=== SELECTED TEXT ===
S-Digit Localization: CNNs [4] and YOLO [12] are customized to get the bounding box of s-digit. The CDRN is used for clock digit feature extraction inside of the area identified by YOLO. As shown in Fig. 4, the structure of CDRN is designed more simpler than ResNet-50 and DarkNet-19 because the CDRN only recognizes clock digits.

Deciding the Clock Area: A procedure is designed to decide the clock area based on the preceding outcomes such as the found s-digit place and the following two facts: (1) digits in clock area usually are the same in color and bounding box size. (2) the pixels around clock area are background, which are constant. Based on this two facts, we can localize clock area by s-digit bounding box.

2.3 Reading Clock Digits by a Phase of Deep Networks

A CDRN based procedure is proposed to localize and recognize s-digits in the found clock area because the traditional OCR can not achieve a satisfactory performance for this task.

=== DATA BLOCK ===
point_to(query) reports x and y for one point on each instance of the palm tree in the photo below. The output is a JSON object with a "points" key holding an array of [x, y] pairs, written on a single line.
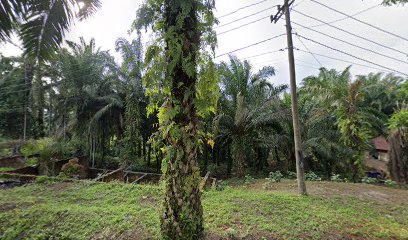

=== WHAT TO DO ===
[a] In the clock-digit text, copy out the passage between "A CDRN based" and "for this task.", inclusive.
[b] According to the clock-digit text, why is the structure of CDRN designed to be simpler than ResNet-50 and DarkNet-19?

=== ANSWERS PER TASK ===
[a]
A CDRN based procedure is proposed to localize and recognize s-digits in the found clock area because the traditional OCR can not achieve a satisfactory performance for this task.

[b] Because the CDRN only recognizes clock digits.